▸ Given request
Repeat exactly, and only, the lines from the one holding "Objective — for every instance of the surf" through the last line of the records below.

▸ Data for processing
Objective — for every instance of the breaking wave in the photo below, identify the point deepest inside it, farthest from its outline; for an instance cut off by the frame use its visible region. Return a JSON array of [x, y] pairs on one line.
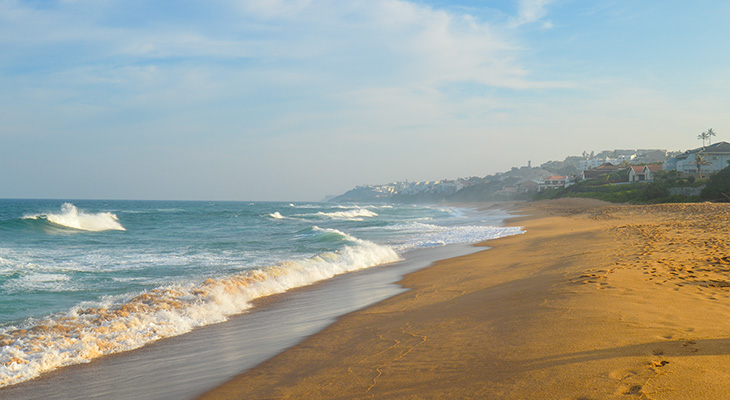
[[71, 217], [117, 324], [356, 214]]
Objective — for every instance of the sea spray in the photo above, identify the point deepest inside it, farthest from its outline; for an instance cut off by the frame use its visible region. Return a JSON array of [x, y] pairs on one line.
[[87, 332], [71, 217], [72, 288]]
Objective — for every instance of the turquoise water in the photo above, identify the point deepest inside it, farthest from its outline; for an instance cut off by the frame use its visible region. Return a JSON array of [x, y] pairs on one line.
[[82, 279]]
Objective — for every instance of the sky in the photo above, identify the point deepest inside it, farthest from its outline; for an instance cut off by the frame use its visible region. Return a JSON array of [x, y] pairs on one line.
[[297, 99]]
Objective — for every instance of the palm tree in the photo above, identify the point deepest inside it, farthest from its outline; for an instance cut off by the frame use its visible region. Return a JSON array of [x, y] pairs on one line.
[[702, 136], [700, 161]]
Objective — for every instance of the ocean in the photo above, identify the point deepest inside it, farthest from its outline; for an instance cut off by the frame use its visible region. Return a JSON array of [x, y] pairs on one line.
[[83, 279]]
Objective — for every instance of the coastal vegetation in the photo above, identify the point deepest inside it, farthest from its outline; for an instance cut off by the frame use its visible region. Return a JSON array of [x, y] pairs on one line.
[[618, 176]]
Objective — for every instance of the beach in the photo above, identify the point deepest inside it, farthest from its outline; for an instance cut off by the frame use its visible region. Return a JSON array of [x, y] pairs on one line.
[[593, 301]]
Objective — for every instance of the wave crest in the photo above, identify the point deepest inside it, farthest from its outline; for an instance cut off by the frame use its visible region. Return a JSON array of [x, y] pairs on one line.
[[71, 217], [87, 332]]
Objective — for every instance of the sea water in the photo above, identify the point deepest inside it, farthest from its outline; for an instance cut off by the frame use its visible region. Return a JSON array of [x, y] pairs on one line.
[[84, 279]]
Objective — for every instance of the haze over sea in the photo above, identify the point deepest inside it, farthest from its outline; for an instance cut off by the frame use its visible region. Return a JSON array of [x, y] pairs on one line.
[[83, 279]]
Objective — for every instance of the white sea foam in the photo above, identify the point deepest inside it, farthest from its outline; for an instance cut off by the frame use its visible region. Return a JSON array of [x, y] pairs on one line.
[[89, 331], [356, 214], [276, 215], [71, 217]]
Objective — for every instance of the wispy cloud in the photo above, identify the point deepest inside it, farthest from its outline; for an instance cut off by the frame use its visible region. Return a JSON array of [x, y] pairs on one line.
[[530, 11]]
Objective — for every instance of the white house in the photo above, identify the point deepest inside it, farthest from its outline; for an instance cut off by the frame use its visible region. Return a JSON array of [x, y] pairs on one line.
[[643, 173], [554, 182], [716, 155]]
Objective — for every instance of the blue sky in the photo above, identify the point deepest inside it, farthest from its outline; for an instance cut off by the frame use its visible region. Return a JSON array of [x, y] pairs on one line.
[[296, 99]]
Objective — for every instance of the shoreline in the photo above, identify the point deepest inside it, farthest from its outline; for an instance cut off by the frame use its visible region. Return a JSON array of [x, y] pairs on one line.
[[593, 301], [218, 352]]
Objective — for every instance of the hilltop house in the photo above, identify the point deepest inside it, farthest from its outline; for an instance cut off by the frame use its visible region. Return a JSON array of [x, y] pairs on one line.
[[601, 171], [643, 173], [716, 155], [552, 182]]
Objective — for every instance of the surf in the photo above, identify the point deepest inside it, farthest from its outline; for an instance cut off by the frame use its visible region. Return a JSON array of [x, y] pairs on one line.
[[94, 329], [71, 217]]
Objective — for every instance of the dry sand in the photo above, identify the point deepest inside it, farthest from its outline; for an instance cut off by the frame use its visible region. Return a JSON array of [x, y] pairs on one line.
[[592, 302]]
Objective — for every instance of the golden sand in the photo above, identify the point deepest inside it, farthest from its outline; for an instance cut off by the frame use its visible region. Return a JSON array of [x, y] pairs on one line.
[[592, 302]]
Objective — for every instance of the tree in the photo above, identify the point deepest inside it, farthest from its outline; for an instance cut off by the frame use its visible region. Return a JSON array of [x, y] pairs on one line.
[[702, 136], [700, 161]]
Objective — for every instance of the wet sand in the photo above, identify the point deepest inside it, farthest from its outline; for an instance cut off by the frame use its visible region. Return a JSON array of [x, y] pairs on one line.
[[186, 366], [592, 302]]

▸ Full answer
Objective — for every instance of the surf in the photo above, identify the point deepest inside it, farthest from its outline; for an instance cut off by the frame use its visible region. Return a JSON array of [x, y] pairs on one line.
[[94, 329], [71, 217]]
Objective — for every instance of the dry sand in the photo above, identify the point deepest inside it, farthest from its outline; for an instance cut off by the frame use its visible region. Return a JSON array of [x, y] pairs on one line.
[[592, 302]]
Objective — for every instance of the golden sand in the photo above, identify the point deepest inside it, farthest from its outline; for an instance cut off by the frame use its visible region. Return a JSON array of [x, y] pairs on one line.
[[592, 302]]
Objective — for every instance of the tree in the photo above, identify the point deepest inside it, farthest from its outline; for an instance cut off by the frame use its visible region. Return a JSON array of [x, y] pairs on one line.
[[702, 136], [700, 161]]
Objective — for every instance of the wet sand in the photo above, identify the point deepest inside it, farthest from its outline; for an instance cut off by the frame use its visible region. Return a JSON array of [x, y] pairs on one line.
[[186, 366], [592, 302]]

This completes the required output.